## [INSTRUCTIONS TO FOLLOW]
Reproduce all of the listing below without alteration.

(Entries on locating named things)
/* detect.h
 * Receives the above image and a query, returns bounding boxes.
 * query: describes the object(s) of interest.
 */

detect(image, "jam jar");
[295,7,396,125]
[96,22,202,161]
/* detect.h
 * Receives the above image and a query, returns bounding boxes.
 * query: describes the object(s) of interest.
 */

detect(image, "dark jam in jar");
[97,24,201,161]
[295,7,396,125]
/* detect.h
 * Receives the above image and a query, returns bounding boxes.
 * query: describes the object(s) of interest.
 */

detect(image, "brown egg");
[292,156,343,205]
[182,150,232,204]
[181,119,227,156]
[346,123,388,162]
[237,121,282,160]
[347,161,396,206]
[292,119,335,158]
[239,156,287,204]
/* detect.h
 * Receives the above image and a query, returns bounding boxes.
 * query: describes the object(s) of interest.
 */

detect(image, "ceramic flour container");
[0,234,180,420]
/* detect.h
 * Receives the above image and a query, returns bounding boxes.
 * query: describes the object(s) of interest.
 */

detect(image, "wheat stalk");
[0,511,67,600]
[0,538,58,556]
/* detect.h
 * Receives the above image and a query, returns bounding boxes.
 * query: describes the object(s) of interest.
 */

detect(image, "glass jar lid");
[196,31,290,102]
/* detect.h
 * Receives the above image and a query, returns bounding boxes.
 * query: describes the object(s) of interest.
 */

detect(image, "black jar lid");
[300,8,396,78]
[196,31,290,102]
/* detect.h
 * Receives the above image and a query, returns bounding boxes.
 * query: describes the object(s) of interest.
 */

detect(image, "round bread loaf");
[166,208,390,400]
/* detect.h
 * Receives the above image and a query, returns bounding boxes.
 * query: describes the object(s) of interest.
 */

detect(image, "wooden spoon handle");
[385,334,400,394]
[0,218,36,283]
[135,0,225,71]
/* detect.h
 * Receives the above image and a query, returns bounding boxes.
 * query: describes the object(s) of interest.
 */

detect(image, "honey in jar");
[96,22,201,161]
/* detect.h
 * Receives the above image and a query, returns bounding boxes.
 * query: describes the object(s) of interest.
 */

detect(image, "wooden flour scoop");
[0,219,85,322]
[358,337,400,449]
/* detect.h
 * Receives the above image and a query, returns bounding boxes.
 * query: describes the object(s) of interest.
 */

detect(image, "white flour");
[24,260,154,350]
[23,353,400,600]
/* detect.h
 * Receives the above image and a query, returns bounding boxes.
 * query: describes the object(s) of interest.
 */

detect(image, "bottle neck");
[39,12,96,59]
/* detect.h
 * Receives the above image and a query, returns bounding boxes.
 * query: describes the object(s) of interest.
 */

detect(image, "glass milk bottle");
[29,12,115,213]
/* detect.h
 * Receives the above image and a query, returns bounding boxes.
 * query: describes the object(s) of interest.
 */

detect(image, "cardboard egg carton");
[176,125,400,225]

## [OUTPUT OF THE EXERCISE]
/* detect.h
 * Receives the above image and a query, returns bounding boxes.
 * query: describes the object(s) of interest.
 */

detect(image, "jam jar");
[295,7,396,125]
[96,22,202,161]
/* detect.h
 * Receives the above image and a query, returns bounding boxes.
 * query: describes the object(s) of interest.
 */

detect(image, "dark jam in jar");
[97,24,201,161]
[295,7,396,125]
/* detect.h
 * Receives the above image and a query, returns bounding boxes.
 * query: describes the object(s) of interest.
 */

detect(image, "brown egg");
[292,156,343,205]
[182,150,232,204]
[181,119,227,156]
[346,123,388,162]
[237,121,282,160]
[347,161,396,206]
[292,119,335,158]
[239,156,287,204]
/* detect.h
 * Receives the above image and a query, returns bounding boxes.
 * query: describes the object(s) of interest.
 */

detect(image, "ceramic flour container");
[0,234,180,420]
/* detect.h
 * Receives the above image and a query, returns bounding boxes.
 * query: describes the object(s) of interest.
 */

detect(image, "wheat stalk");
[0,511,67,600]
[0,538,58,556]
/* detect.h
 * Receives the above image and a query, returns bounding boxes.
 * query: describes the object(s) of interest.
 */

detect(image, "glass jar lid");
[196,31,290,102]
/* detect.h
 * Receives the above image and a query, returns bounding boxes.
 * query: describes the object(s) of interest.
 */

detect(image, "black jar lid");
[300,8,396,78]
[196,31,290,102]
/* detect.h
 * Receives the above image and a query, returns bounding boxes.
 * query: describes the object(s) of interest.
 */

detect(image, "round bread loaf");
[166,208,390,400]
/* detect.h
 * Receives the above image and a query, returns bounding boxes.
 * query: describes the object(s) of interest.
 */

detect(image, "wooden spoon handle");
[385,334,400,394]
[0,218,36,283]
[135,0,225,71]
/* detect.h
 * Receives the above image and a query, returns bounding boxes.
 * query: describes the object(s) of interest.
 */

detect(image, "honey in jar");
[96,22,201,161]
/* detect.h
 * Receives the above image and a query, returns bounding boxes.
 * query: describes the object(s) of interest.
 */

detect(image, "wooden flour scoop");
[0,219,85,322]
[358,337,400,449]
/* detect.h
 * Receives the above image and a query, returns bounding boxes.
 * query: describes the object(s) of interest.
 */

detect(image, "white flour");
[24,260,154,350]
[23,353,400,600]
/* detect.h
 * Receives the above image and a query, returns bounding boxes.
 * query: describes the object(s) of interest.
 */

detect(image, "bottle neck");
[39,12,96,59]
/* detect.h
 * Receives the above image and a query, returns bounding boxes.
 * query: describes the object(s) of interest.
 */

detect(image, "glass milk bottle");
[29,12,115,213]
/* detect.h
 * Receives the above image and a query, returns bounding boxes.
 * query: describes the object(s) of interest.
 */

detect(image, "cardboard egg carton");
[176,125,400,225]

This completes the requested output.